-- Exercise objective --
Give back every record exactly, images excluded.

.....

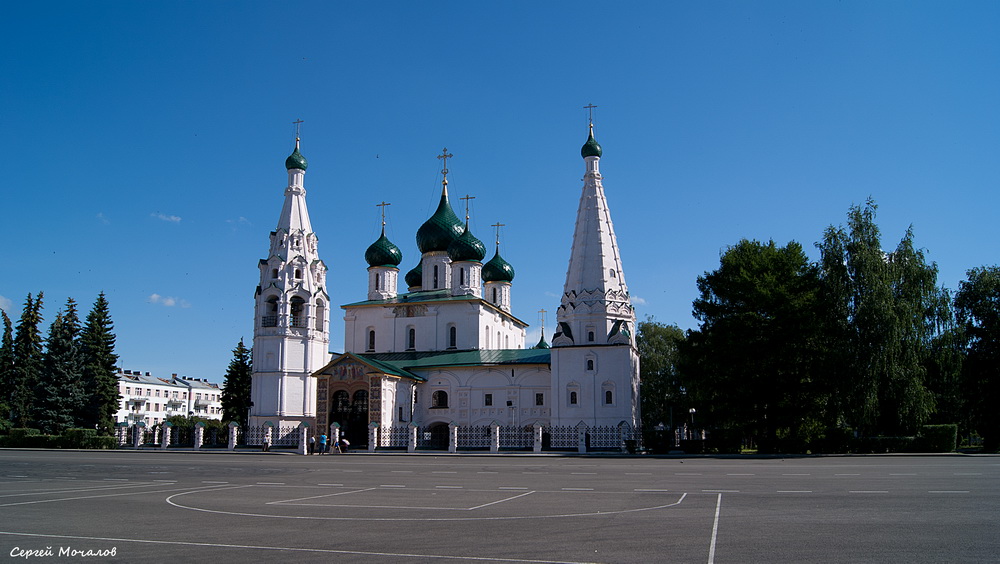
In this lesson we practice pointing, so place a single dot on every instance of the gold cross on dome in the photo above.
(444, 156)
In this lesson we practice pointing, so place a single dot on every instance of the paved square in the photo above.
(154, 506)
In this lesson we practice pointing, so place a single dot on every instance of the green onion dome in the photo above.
(296, 160)
(467, 247)
(441, 230)
(383, 253)
(591, 148)
(498, 270)
(415, 277)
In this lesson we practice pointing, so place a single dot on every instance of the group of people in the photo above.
(322, 446)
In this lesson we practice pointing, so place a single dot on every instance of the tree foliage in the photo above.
(27, 365)
(98, 360)
(977, 305)
(756, 363)
(236, 388)
(663, 393)
(886, 311)
(59, 393)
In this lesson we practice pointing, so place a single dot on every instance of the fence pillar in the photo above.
(334, 436)
(233, 426)
(137, 432)
(165, 434)
(411, 443)
(303, 447)
(494, 437)
(199, 434)
(372, 436)
(452, 437)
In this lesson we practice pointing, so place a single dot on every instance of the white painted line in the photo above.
(715, 531)
(500, 501)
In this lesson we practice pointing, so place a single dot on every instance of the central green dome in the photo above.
(467, 248)
(498, 270)
(441, 230)
(383, 253)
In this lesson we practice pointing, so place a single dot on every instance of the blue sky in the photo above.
(142, 144)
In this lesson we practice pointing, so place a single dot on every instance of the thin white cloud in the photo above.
(168, 301)
(165, 217)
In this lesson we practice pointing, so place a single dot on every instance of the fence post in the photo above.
(233, 426)
(452, 437)
(165, 428)
(372, 436)
(411, 443)
(137, 432)
(303, 438)
(494, 437)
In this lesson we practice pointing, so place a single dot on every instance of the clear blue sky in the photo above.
(142, 144)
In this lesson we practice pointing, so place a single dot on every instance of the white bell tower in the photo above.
(292, 314)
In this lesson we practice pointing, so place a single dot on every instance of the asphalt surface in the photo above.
(176, 506)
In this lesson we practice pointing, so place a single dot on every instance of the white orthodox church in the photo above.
(448, 349)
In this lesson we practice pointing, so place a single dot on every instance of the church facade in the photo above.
(447, 349)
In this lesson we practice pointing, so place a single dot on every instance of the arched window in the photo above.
(297, 307)
(270, 318)
(320, 314)
(439, 399)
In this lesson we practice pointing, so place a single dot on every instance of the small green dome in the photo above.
(441, 230)
(591, 148)
(415, 277)
(296, 160)
(383, 253)
(498, 270)
(467, 247)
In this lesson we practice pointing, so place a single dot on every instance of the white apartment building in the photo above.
(151, 400)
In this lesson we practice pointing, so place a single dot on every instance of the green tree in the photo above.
(756, 363)
(97, 368)
(977, 305)
(60, 393)
(27, 367)
(6, 371)
(663, 393)
(236, 388)
(886, 311)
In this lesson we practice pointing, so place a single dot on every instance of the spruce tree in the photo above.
(97, 368)
(27, 366)
(60, 394)
(6, 371)
(236, 388)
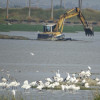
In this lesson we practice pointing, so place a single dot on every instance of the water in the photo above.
(49, 56)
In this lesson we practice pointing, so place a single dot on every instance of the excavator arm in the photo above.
(71, 13)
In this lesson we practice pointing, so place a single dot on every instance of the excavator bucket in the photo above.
(89, 31)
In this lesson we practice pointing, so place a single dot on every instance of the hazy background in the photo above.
(94, 4)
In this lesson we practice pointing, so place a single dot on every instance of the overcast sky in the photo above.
(94, 4)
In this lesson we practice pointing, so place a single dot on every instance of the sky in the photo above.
(94, 4)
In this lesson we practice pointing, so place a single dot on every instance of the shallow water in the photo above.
(49, 56)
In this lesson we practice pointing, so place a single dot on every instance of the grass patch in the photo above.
(13, 37)
(39, 27)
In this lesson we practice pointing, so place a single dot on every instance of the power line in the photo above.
(7, 8)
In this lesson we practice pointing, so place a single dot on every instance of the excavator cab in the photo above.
(89, 31)
(49, 33)
(49, 28)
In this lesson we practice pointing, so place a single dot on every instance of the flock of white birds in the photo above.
(69, 83)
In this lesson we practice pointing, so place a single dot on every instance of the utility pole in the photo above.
(80, 4)
(52, 9)
(7, 8)
(29, 9)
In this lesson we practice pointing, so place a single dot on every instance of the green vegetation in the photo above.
(96, 95)
(38, 27)
(13, 37)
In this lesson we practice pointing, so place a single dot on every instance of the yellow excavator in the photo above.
(54, 31)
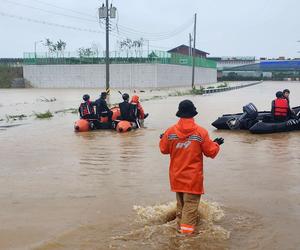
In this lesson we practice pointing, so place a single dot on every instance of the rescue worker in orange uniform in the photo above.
(286, 95)
(86, 109)
(139, 111)
(186, 143)
(280, 108)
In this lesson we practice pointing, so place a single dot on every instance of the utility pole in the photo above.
(190, 43)
(106, 12)
(193, 70)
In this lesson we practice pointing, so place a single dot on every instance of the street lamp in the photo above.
(35, 43)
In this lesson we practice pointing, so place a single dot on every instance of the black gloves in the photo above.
(219, 140)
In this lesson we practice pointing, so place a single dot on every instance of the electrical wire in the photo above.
(49, 11)
(62, 8)
(127, 31)
(50, 23)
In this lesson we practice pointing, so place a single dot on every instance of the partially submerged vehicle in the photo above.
(257, 122)
(84, 125)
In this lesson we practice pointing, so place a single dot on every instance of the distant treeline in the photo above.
(8, 73)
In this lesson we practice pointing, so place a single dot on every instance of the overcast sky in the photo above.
(261, 28)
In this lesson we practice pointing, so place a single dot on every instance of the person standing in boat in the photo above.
(102, 110)
(137, 108)
(280, 108)
(126, 109)
(186, 143)
(286, 95)
(86, 109)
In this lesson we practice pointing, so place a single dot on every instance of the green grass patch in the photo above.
(15, 117)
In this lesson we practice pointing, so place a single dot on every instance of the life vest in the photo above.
(86, 109)
(140, 111)
(281, 107)
(187, 142)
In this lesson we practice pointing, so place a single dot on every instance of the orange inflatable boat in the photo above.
(83, 125)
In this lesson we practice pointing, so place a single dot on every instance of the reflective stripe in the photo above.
(184, 228)
(172, 137)
(195, 138)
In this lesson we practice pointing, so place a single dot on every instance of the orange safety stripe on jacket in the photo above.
(281, 107)
(86, 108)
(135, 100)
(186, 229)
(187, 142)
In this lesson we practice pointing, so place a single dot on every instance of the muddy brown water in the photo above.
(103, 190)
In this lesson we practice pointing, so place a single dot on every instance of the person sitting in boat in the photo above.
(139, 111)
(280, 108)
(86, 109)
(102, 110)
(126, 109)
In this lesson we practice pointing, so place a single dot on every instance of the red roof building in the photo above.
(186, 50)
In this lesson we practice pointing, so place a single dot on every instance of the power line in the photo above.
(50, 23)
(49, 11)
(121, 28)
(62, 8)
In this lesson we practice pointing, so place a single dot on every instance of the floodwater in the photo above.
(104, 190)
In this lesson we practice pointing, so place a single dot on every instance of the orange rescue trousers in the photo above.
(187, 211)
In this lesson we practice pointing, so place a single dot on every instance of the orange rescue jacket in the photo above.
(281, 107)
(187, 142)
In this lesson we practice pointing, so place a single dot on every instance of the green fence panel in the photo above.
(160, 57)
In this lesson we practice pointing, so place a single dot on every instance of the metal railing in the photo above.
(216, 89)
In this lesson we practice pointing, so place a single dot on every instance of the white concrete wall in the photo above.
(121, 75)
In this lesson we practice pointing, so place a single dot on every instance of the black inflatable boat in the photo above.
(256, 122)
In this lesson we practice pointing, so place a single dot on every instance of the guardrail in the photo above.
(216, 89)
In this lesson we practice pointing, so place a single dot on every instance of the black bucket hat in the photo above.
(103, 94)
(186, 109)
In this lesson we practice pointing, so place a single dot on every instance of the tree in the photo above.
(85, 52)
(128, 44)
(59, 46)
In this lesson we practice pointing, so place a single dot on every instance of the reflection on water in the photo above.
(66, 190)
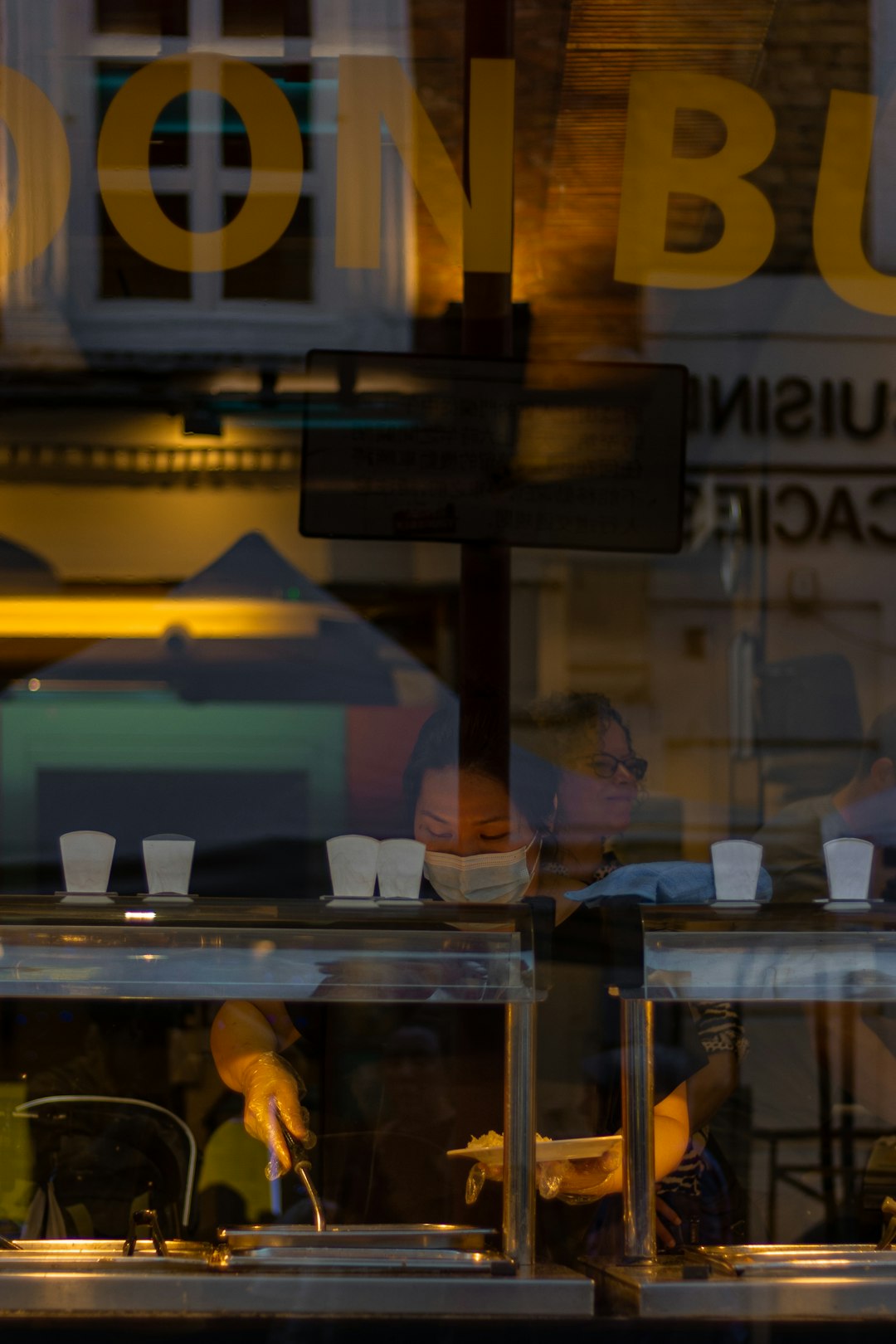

.....

-- Expected output --
In this lesson we practice pointing, so place a single dot on every instance of the gold cross on dome in the photo above.
(444, 156)
In this lesson we practice pointing, so place a single dot on every instance of the paved square in the photo above.
(154, 506)
In this lesson we practice pointing, so place a single dot on every instance of the green onion dome in the photo above.
(296, 160)
(467, 247)
(441, 230)
(383, 253)
(591, 148)
(498, 270)
(415, 277)
In this lesson we practice pointing, so place a single dot on every instance of the group of people in the photo above.
(322, 446)
In this lesson we practice pointing, so place a single dot on every instance of the tree foliage in the photo above.
(27, 365)
(98, 360)
(977, 305)
(756, 363)
(236, 388)
(663, 393)
(886, 311)
(59, 393)
In this lesson we practice pointing, so place a single dot on every instance of the fence pillar in the photo above.
(334, 436)
(233, 426)
(137, 432)
(165, 434)
(411, 443)
(303, 447)
(494, 437)
(199, 434)
(372, 436)
(452, 437)
In this lesson we practice pointing, so place a single dot on every instance of the white painted line in the photo above.
(715, 531)
(500, 501)
In this lesson we practice pointing, so place a single dot on every instance of the central green dome in the photo above.
(467, 248)
(498, 270)
(441, 230)
(383, 253)
In this lesson we practice pointing, so place a single dot on every instance of the blue sky in the photo above.
(142, 144)
In this lesson we practice pointing, so place a single dot on every instance of the thin white cloud in the photo above.
(168, 301)
(165, 217)
In this lesson we practice pointing, so place a single dot on every instance of the fence post in the photo above.
(233, 426)
(452, 437)
(165, 428)
(372, 436)
(411, 443)
(137, 432)
(303, 438)
(494, 437)
In this lesson we practice pointing, so place a single dot on every instance of the clear blue sky in the photo above.
(142, 144)
In this lesson we practice pointing, so place a single dot on every instance of the white bell tower in the photo above.
(292, 314)
In this lesson we practice pointing, so place a single dot on every instance of the asphalt surface in the photo above.
(176, 506)
In this lesson we practice pointing, so place a single dot on every instance of the white orthodox church in the photo above.
(448, 349)
In this lesson we practice pointing, so place a single dot on every instance of the church facade in the photo above.
(447, 349)
In this lesson we practice pointing, so place a single dot on every instance of the arched window in the photo above.
(297, 307)
(270, 318)
(320, 314)
(439, 399)
In this lesson we practice pointing, so place a single dot on every instance of the small green dome in the photo above.
(441, 230)
(591, 148)
(415, 277)
(296, 160)
(383, 253)
(498, 270)
(467, 247)
In this lesson we practice pointing, so place a single dot on every instance of the white apartment building in the photo above.
(151, 400)
In this lesson we practice pointing, so place a single dot on every instance of the green tree in the photo above.
(756, 363)
(97, 368)
(977, 305)
(60, 393)
(27, 367)
(6, 371)
(663, 393)
(236, 388)
(886, 311)
In this lesson we practice pointing, so place a single dot on every instance of the spruce tree in the photo above.
(97, 368)
(27, 366)
(60, 394)
(6, 371)
(236, 388)
In this lesson we practice pointing, so place a single dot on every instance of the water in the photo above.
(49, 56)
In this lesson we practice pointing, so place a single dot on every instance of the excavator arm in the photo above.
(71, 13)
In this lesson we practice pointing, so place a single dot on every instance of the excavator bucket in the photo above.
(89, 31)
In this lesson we practice pointing, so place a single dot on every instance of the hazy background in the photo above.
(94, 4)
In this lesson we practice pointing, so place a single dot on every instance of the overcast sky in the photo above.
(94, 4)
In this lesson we practice pointing, so place a single dot on every instance of the sky in the photo above.
(94, 4)
In this lesson we practice pointing, so place a single dot on every instance of the shallow water in the photo above.
(49, 56)
In this lesson we practice pointing, so place a single dot on every instance of the grass patch in the photo above.
(13, 37)
(39, 27)
In this lesson we practice pointing, so place a single dot on every instance of the power line in the photo above.
(7, 8)
In this lesson we practice pointing, so place a single dot on every instance of the excavator cab in the photo above.
(89, 31)
(49, 33)
(49, 28)
In this lesson we practice pointing, so place a single dot on every instance of the flock of white birds in the photo above.
(69, 83)
In this lesson we practice pointing, so place a single dot on every instance of the utility pole in the photo above.
(80, 4)
(52, 9)
(7, 8)
(29, 9)
In this lesson we practice pointing, so place a single dot on every instance of the green vegetation in the photo above.
(96, 95)
(38, 27)
(13, 37)
In this lesson we practice pointing, so place a single dot on every instance of the yellow excavator in the photo above.
(54, 31)
In this lesson we practice pointing, so place a single dot on every instance of the rescue worker in orange uniform in the photo above.
(286, 95)
(86, 109)
(139, 111)
(186, 143)
(280, 108)
In this lesson we practice pointing, so place a single dot on every instance of the utility pole in the photo above.
(190, 43)
(106, 12)
(193, 70)
In this lesson we practice pointing, so place a single dot on every instance of the street lamp in the photo above.
(35, 43)
In this lesson we practice pointing, so place a single dot on every instance of the black gloves in the photo above.
(219, 140)
In this lesson we practice pointing, so place a single dot on every instance of the electrical wire in the photo above.
(49, 11)
(62, 8)
(127, 31)
(50, 23)
In this lesson we practice pointing, so place a single dot on every instance of the partially submerged vehicle in the photo above.
(257, 122)
(84, 125)
In this lesson we practice pointing, so place a single dot on every instance of the distant treeline in the photo above.
(8, 73)
In this lesson we practice pointing, so place a single dot on every instance of the overcast sky in the photo above.
(261, 28)
In this lesson we practice pointing, so place a single dot on every instance of the person standing in boat in the photo above.
(102, 110)
(137, 108)
(280, 108)
(126, 109)
(186, 143)
(286, 95)
(86, 109)
In this lesson we practice pointing, so place a single dot on every instance of the green grass patch in the photo above.
(15, 117)
In this lesson we practice pointing, so place a single dot on every instance of the life vest in the photo above.
(86, 109)
(140, 111)
(281, 107)
(187, 142)
In this lesson we practice pointing, so place a single dot on every instance of the orange inflatable boat in the photo above.
(83, 125)
In this lesson we practice pointing, so place a single dot on every instance of the reflective stripe in the photo above.
(184, 228)
(172, 137)
(195, 138)
In this lesson we practice pointing, so place a single dot on every instance of the orange safety stripe on jacket in the photo above.
(281, 107)
(86, 108)
(135, 100)
(186, 229)
(187, 142)
In this lesson we practice pointing, so place a single dot on every instance of the muddy brown water in the photo above.
(103, 190)
In this lesson we practice pointing, so place a single dot on every instance of the person sitting in boat in the photo above.
(139, 111)
(280, 108)
(86, 109)
(102, 110)
(126, 109)
In this lesson we practice pointing, so place a single dot on every instance of the red roof building in the photo above.
(186, 50)
In this lesson we practice pointing, so place a single dot on every instance of the power line in the photo above.
(50, 23)
(49, 11)
(121, 28)
(62, 8)
In this lesson we practice pointing, so place a single dot on every instance of the floodwater in the photo above.
(104, 190)
In this lesson we practice pointing, so place a single dot on every instance of the orange rescue trousers in the photo above.
(187, 211)
In this lesson we practice pointing, so place a single dot on every instance of the orange rescue jacket in the photo above.
(281, 107)
(187, 142)
In this lesson we practice pointing, so place a single dot on every instance of the green fence panel in the photo above.
(160, 57)
In this lesson we practice pointing, so place a single dot on every instance of the metal railing in the photo above.
(216, 89)
In this lesson we practice pointing, so place a single dot on every instance of the white concrete wall in the photo above.
(121, 75)
In this lesson we practice pointing, so place a single dot on every instance of the black inflatable boat in the photo above.
(256, 122)
In this lesson we practice pointing, so place a single dot on every instance of the guardrail in the photo above.
(216, 89)
In this lesson we practice pointing, so place a single dot on every instance of the black bucket hat in the photo above.
(103, 94)
(186, 109)
In this lesson we practice pointing, so place a single dot on every instance of the tree in the photo above.
(85, 52)
(128, 44)
(59, 46)
In this lesson we practice pointing, so place a single dot on every instance of the reflection on water in the photo above.
(66, 190)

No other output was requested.